- [Problem to solve]
Reproduce all of the data below line by line, keeping the wording as it is, but shift every coordinate in the polygon outlines by adding 121 to it.

- [Given records]
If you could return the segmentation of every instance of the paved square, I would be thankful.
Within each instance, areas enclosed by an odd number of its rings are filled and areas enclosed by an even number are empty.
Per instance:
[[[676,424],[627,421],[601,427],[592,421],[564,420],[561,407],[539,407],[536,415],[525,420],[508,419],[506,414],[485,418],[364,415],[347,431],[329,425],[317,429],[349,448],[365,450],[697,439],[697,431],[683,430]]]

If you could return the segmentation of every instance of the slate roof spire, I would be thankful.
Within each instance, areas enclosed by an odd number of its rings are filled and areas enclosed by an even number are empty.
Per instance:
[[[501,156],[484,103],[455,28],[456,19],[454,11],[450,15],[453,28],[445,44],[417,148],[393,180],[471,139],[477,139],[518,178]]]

- [Correct output]
If you could return the segmentation of every instance of the paved square, I would be thankful.
Within each instance, areas enclosed by an odd number of its rings are filled and areas enclosed by an even number are empty.
Per instance:
[[[797,545],[748,542],[722,548],[713,542],[685,541],[682,528],[660,528],[657,536],[646,541],[629,540],[627,535],[606,539],[485,536],[468,552],[450,546],[438,550],[470,569],[486,571],[818,560],[818,552],[804,551]]]

If you could return the segmentation of every instance of the slate roof spire, I would be thankful.
Within each instance, areas enclosed by an odd number of its rings are filled and areas enclosed by an even number are empty.
Per instance:
[[[622,277],[605,224],[576,149],[577,140],[575,132],[571,136],[574,149],[566,165],[538,269],[514,301],[592,260],[598,260],[639,299]]]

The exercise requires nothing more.